Problem to solve ::
List each line of the data that contains the word "instance". Treat uppercase and lowercase letters as different.

>> Start

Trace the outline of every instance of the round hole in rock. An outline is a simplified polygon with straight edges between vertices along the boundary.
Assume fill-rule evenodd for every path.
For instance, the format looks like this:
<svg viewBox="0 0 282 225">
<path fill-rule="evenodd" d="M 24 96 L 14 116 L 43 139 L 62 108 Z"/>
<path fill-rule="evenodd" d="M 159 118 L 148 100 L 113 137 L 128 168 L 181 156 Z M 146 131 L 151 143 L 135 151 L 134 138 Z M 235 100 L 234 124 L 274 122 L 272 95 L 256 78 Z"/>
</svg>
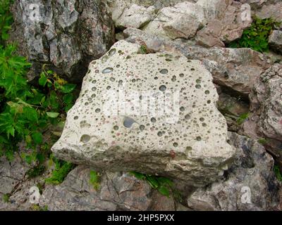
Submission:
<svg viewBox="0 0 282 225">
<path fill-rule="evenodd" d="M 160 90 L 161 91 L 164 91 L 166 90 L 166 86 L 164 86 L 164 85 L 161 85 L 161 86 L 159 86 L 159 90 Z"/>
<path fill-rule="evenodd" d="M 157 121 L 156 118 L 154 118 L 154 117 L 152 117 L 151 118 L 151 122 L 156 122 L 156 121 Z"/>
<path fill-rule="evenodd" d="M 106 68 L 106 69 L 103 70 L 103 71 L 102 72 L 105 74 L 105 73 L 112 72 L 113 71 L 114 71 L 114 69 L 112 68 Z"/>
<path fill-rule="evenodd" d="M 83 134 L 80 138 L 80 141 L 83 143 L 87 143 L 90 141 L 91 137 L 87 134 Z"/>
<path fill-rule="evenodd" d="M 168 70 L 166 69 L 162 69 L 159 71 L 160 73 L 161 73 L 162 75 L 166 75 L 168 72 Z"/>
<path fill-rule="evenodd" d="M 125 117 L 123 120 L 123 126 L 126 128 L 130 128 L 135 122 L 135 121 L 133 119 Z"/>
<path fill-rule="evenodd" d="M 109 56 L 114 56 L 116 52 L 116 49 L 112 49 L 110 50 L 110 51 L 109 52 Z"/>
</svg>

>> End

Written solution ::
Trace the outline of every instance of the round hole in rock. An outline is a simplified polygon with straight edges between vertices along the boundary.
For instance, the format looks like this:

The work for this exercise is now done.